§ 할 일: 아래 기록에서 "brick"라는 단어가 들어 있는 줄을 모두 모아 옮겨 적으십시오. 대소문자를 구분합니다.

§ 제공된 기록:
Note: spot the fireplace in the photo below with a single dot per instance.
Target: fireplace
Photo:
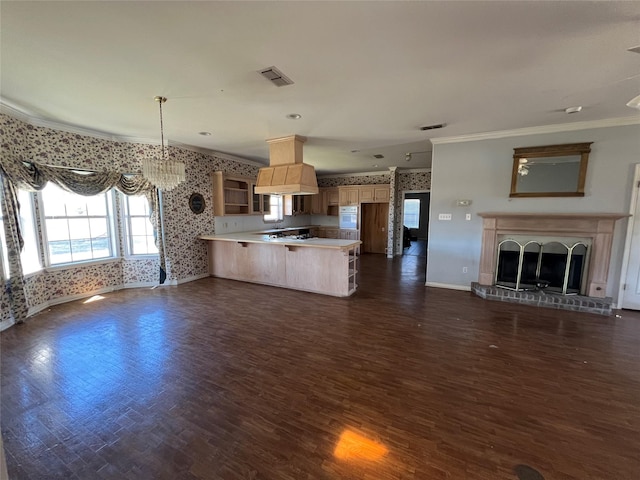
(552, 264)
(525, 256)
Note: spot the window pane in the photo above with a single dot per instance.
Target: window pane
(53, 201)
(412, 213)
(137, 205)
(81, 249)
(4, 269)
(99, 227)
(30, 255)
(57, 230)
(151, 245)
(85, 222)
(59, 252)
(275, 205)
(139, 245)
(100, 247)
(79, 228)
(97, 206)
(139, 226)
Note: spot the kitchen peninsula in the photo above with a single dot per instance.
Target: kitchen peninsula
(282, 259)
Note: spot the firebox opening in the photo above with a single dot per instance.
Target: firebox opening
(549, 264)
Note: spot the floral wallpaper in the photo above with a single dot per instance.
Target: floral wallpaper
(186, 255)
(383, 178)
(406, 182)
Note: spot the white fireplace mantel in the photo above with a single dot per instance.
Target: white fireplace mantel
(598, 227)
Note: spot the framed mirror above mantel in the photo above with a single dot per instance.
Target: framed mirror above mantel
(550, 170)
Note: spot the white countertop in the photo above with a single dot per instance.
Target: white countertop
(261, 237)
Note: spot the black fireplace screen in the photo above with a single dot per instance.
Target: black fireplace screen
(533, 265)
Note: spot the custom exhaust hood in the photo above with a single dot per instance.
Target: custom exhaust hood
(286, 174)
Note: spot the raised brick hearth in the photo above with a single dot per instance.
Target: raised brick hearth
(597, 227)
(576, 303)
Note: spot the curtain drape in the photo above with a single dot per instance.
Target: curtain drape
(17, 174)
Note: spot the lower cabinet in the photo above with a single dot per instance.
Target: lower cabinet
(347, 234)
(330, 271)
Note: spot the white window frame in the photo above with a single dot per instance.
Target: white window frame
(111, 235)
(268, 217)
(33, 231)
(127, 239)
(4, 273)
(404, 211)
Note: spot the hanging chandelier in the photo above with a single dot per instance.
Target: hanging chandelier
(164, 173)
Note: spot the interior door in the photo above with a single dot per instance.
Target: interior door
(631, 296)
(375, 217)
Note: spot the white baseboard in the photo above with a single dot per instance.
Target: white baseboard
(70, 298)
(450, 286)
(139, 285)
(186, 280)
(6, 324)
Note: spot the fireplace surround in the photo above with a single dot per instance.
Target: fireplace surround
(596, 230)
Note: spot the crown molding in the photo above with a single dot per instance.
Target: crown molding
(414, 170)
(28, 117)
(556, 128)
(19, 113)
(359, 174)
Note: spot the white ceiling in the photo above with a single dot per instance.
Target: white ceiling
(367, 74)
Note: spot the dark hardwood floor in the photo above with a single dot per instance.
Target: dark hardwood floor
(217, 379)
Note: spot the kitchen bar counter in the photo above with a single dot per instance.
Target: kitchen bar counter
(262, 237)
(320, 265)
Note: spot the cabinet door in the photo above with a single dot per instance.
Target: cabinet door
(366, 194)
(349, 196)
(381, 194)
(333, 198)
--
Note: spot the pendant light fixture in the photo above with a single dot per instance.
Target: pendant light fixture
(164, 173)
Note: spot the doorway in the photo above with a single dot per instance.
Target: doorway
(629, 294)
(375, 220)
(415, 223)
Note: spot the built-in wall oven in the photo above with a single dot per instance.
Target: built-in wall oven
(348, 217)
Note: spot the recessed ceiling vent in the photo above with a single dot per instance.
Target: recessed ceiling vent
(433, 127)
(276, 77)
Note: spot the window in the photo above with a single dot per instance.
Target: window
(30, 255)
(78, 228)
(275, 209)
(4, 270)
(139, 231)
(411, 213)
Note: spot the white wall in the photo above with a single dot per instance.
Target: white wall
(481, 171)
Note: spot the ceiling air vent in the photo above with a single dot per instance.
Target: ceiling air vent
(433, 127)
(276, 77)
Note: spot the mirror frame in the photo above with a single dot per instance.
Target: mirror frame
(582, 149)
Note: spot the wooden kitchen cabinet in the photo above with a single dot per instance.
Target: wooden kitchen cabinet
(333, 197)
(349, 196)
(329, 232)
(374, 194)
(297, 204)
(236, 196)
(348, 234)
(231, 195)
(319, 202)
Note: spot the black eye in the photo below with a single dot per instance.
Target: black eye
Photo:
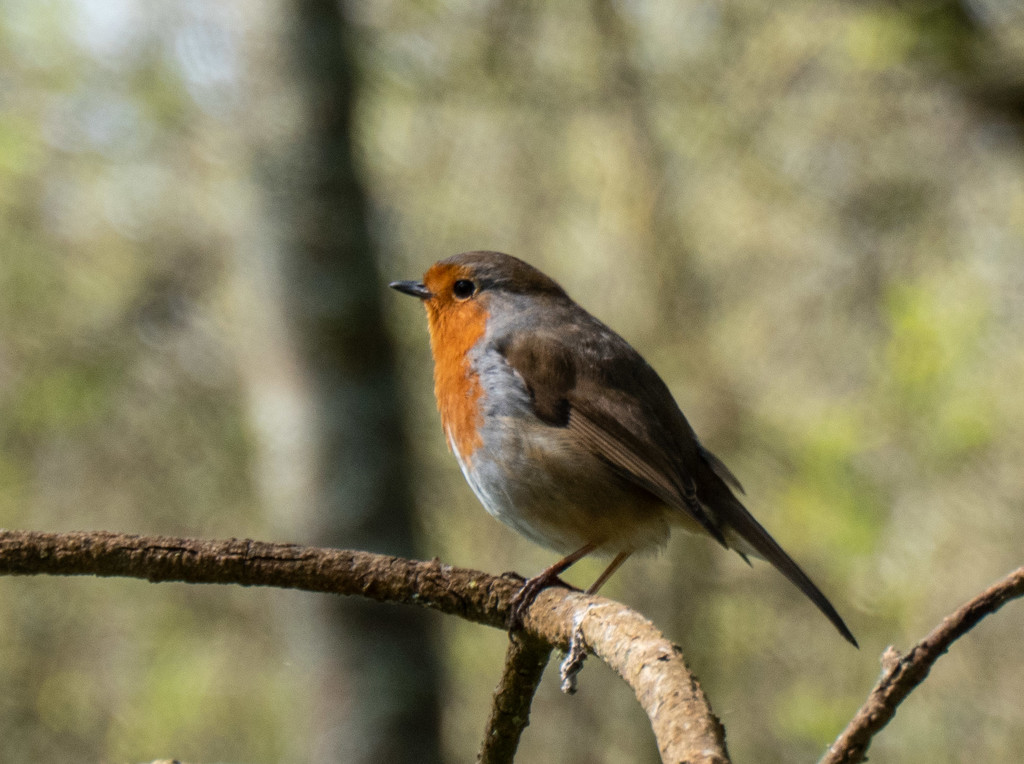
...
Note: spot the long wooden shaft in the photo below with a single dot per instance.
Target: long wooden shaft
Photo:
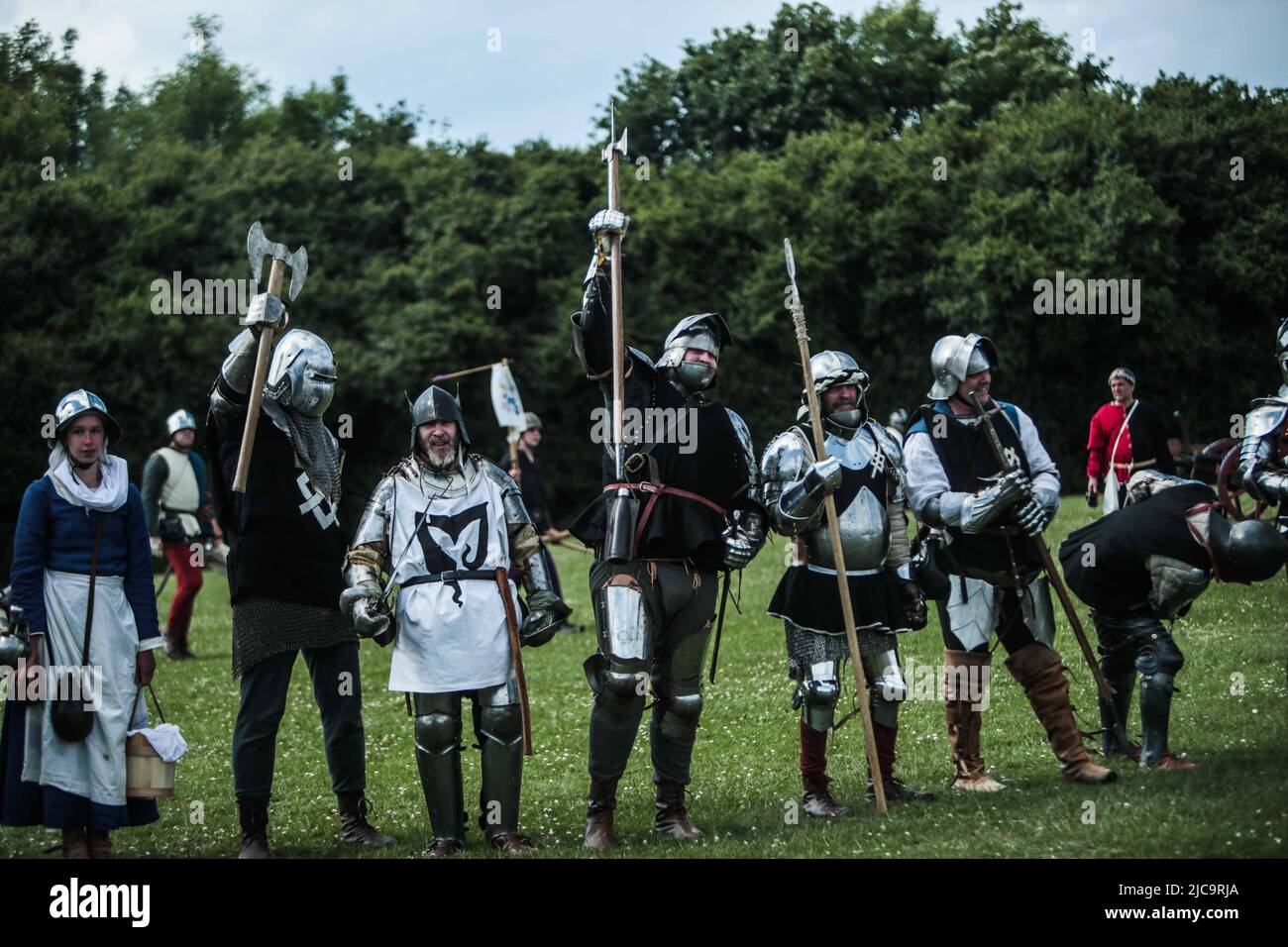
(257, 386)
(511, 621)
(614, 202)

§ 작성한 답:
Note: spot the raised brick hearth in the photo above with a single dot per instance.
Target: raised brick hearth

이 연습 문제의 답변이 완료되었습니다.